[Reading text]
Together, these data support the existence of two molecularly distinct subclasses of CD. Furthermore, chromatin accessibility data suggest these subclasses exist due to stable molecular transformations of the genomic architecture in colon tissue cells, and not transient differences due to external cellular signalling.
Whole genome RNA-seq analysis reveals colon-like and ileum-like subclasses in treatment-naïve paediatric patients with CD
Gene expression profiles in adult patients with CD may vary due to treatment history. Therefore, we sought to determine whether treatment-naïve paediatric patients with CD also segregated into similar molecular classes. We performed PCA on previously published RNA-seq data from ileal biopsies in age-matched paediatric patients with CD (n=201) and non-IBD (n=40) generated within the Pediatric Risk Stratification Study.3 Although a clustering as distinct as with the adult samples was not observed, non-IBD ileum samples clustered with some CD samples along the first principal component, whereas the other CD samples were separate (see online supplementary figure S2). To determine whether this pattern was related to the adult CD molecular subtypes, we performed PCA on combined adult colon and paediatric ileum expression data (figure 2A). Unsurprisingly, samples predominantly separated by tissue of origin (colon vs ileum; first principal component). However, a separation indicative of two molecular subclasses was evident along the second principal component, and correlated nearly exactly with the first principal components in single cohort PCAs (see figure 1A online supplementary figure S2). Furthermore, paediatric CD samples fell on a spectrum highly correlated with expression of APOA1, a marker gene of the ileum and indicator of disease outcome in the paediatric cohort.3 This pattern aligned well with the ileum-like (APOA1-high) and colon-like (APOA1-low) subclasses we identified in the adult CD colon.
To closely examine the relationship between the two CD subclasses across the adult and paediatric cohorts, we assessed gene expression patterns across the 500 most variably expressed known colon and ileum marker genes14 using hierarchical clustering (figure 2B). To focus this analysis, we selected the 50 paediatric ileum samples each that were most colon-like and most ileum-like based on the PCA (figure 2A, second principal component). Many of the colon and ileum representative genes described above (e.g., APOA1, CEACAM7, MTTP, LEFTY1 and CA2) exhibited highly consistent expression patterns across all samples in a defined molecular subclass, regardless of cohort. Interestingly, for these 500 genes, expression patterns were extremely consistent between colon-like CD and non-IBD colon samples, as well as between ileum-like CD and non-IBD ileum samples. Importantly, we note that a subset of genes differentiate all colon tissues from all ileum tissues indicating that tissue-of-origin-specific expression is not completely lost. Together, these data strongly suggest that the colon-like and ileum-like molecular signatures define two forms of CD present regardless of tissue sampling location, patient age or treatment status.

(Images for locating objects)
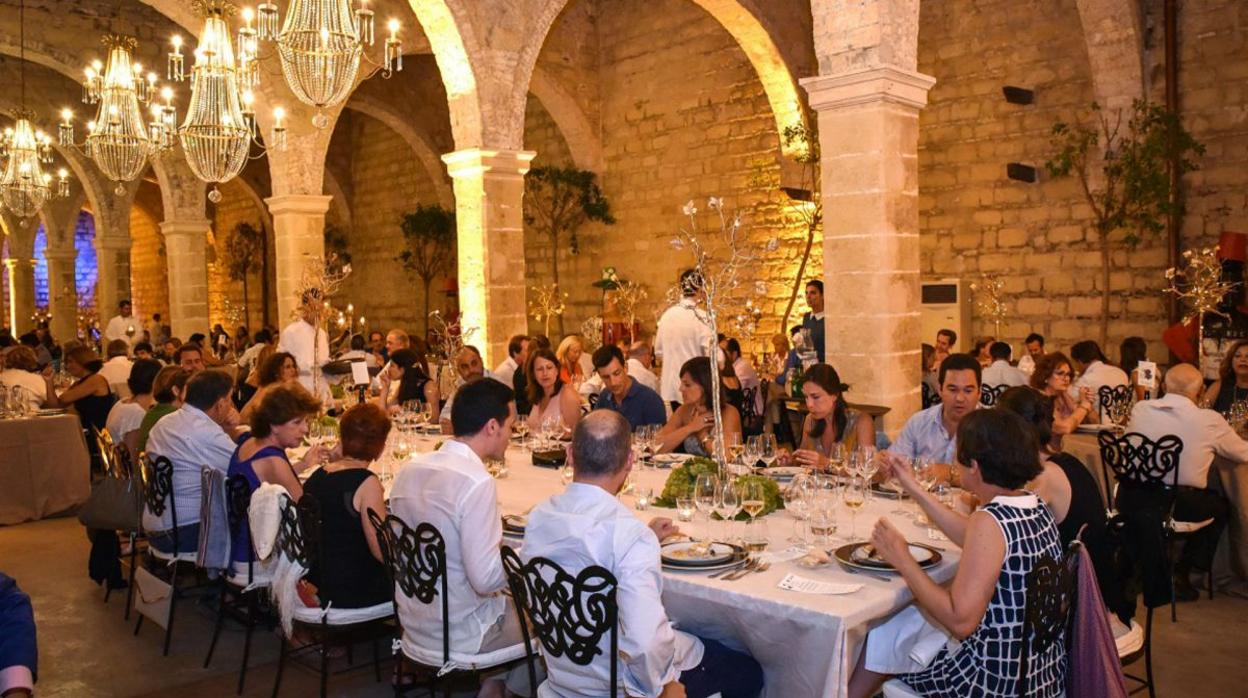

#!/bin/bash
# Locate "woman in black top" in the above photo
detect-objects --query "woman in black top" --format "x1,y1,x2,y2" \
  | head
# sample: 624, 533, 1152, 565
303, 403, 393, 608
997, 386, 1133, 623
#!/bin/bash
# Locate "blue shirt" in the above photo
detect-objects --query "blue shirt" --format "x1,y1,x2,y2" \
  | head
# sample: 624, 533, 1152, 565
594, 378, 668, 430
889, 405, 957, 463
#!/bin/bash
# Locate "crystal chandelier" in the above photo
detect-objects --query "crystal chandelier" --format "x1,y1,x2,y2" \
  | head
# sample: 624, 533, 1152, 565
168, 0, 286, 204
0, 2, 70, 224
59, 35, 177, 196
238, 0, 403, 129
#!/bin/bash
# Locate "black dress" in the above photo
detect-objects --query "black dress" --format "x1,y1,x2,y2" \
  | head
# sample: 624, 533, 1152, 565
303, 468, 393, 608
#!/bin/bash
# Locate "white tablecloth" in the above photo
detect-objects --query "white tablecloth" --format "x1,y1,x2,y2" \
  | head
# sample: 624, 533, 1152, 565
374, 438, 960, 698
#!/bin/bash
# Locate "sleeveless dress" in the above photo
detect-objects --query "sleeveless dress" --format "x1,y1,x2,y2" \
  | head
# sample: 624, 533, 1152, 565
303, 468, 393, 608
226, 435, 293, 563
897, 494, 1066, 698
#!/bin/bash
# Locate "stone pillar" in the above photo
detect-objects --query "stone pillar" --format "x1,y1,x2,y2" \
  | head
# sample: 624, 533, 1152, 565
159, 221, 211, 341
4, 256, 35, 337
442, 149, 537, 366
44, 246, 77, 342
265, 194, 333, 327
801, 66, 935, 436
95, 235, 132, 327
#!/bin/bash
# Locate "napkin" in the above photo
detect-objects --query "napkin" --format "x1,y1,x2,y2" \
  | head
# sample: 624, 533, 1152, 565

[Task instructions] From the text about CD subclasses, quote the part starting with "Together, these data support" and going on through "external cellular signalling.".

[Solution to this exercise]
Together, these data support the existence of two molecularly distinct subclasses of CD. Furthermore, chromatin accessibility data suggest these subclasses exist due to stable molecular transformations of the genomic architecture in colon tissue cells, and not transient differences due to external cellular signalling.